**Условие задания**
По фрагменту о логике действий, приведённому ниже, ответьте на вопросы:
1. Какую цель ставит себе человек в приведённом примере?
2. Сколько времени может потребовать достижение этой цели?
3. С чего, согласно фрагменту, нужно начать, чтобы овладеть профессией?

**Выбранный фрагмент**
---------------

Например: данный человек ставит себе целью овладеть в совершенстве новой профессией. Эта цель может требовать многих лет, а то и десятилетий труда. Его поведение в течение этих лет может соответствовать или не соответствовать поставленной цели; в первом случае оно будет логично, во втором – нелогично. Логику действий, взятую в таком объеме, можно разделить на составные части, на меньше объемы: чтобы овладеть данной профессией, нужно подготовиться к поступлению в надлежащее учебное заведение, поступить в него, пройти в нем курс обучения, сдать экзамены, закрепить на практике и развить полученные знания. Каждое из этих дел имеет свою ближайшую цель и логику действий человека можно рассматривать не только с точки зрения общей цели, но и с точки зрения каждой данной более конкретной цели.

---------------

**Сохранённые данные**
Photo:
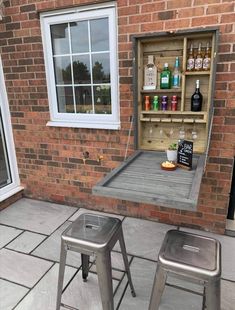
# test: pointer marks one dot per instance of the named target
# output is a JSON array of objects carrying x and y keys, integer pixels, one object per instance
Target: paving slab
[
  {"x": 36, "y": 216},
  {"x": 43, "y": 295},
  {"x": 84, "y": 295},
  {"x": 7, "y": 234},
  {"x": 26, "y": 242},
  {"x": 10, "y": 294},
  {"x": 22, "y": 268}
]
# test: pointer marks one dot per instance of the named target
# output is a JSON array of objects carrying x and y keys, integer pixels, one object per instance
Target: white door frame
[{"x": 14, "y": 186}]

---------------

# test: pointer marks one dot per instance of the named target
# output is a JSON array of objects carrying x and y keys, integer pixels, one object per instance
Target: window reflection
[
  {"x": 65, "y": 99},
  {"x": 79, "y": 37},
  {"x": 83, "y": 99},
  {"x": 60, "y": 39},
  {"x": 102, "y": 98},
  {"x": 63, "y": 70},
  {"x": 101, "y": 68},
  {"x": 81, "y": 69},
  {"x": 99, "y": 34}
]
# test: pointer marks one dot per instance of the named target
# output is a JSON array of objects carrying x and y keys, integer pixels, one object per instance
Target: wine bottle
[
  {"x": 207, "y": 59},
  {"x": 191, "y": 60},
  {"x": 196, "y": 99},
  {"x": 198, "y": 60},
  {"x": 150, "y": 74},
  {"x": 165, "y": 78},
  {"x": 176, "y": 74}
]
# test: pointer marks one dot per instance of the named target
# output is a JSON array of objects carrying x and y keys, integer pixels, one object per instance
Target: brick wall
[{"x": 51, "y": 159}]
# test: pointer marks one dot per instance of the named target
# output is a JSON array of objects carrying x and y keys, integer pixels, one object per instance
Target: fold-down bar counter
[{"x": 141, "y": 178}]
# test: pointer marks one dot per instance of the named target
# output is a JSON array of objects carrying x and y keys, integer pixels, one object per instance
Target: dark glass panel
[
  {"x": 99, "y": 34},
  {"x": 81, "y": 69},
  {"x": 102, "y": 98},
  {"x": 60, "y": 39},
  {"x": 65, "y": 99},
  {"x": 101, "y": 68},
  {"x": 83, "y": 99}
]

---------------

**Результат выполнения**
1. Овладеть в совершенстве новой профессией.
2. Многих лет, а то и десятилетий труда.
3. С подготовки к поступлению в надлежащее учебное заведение.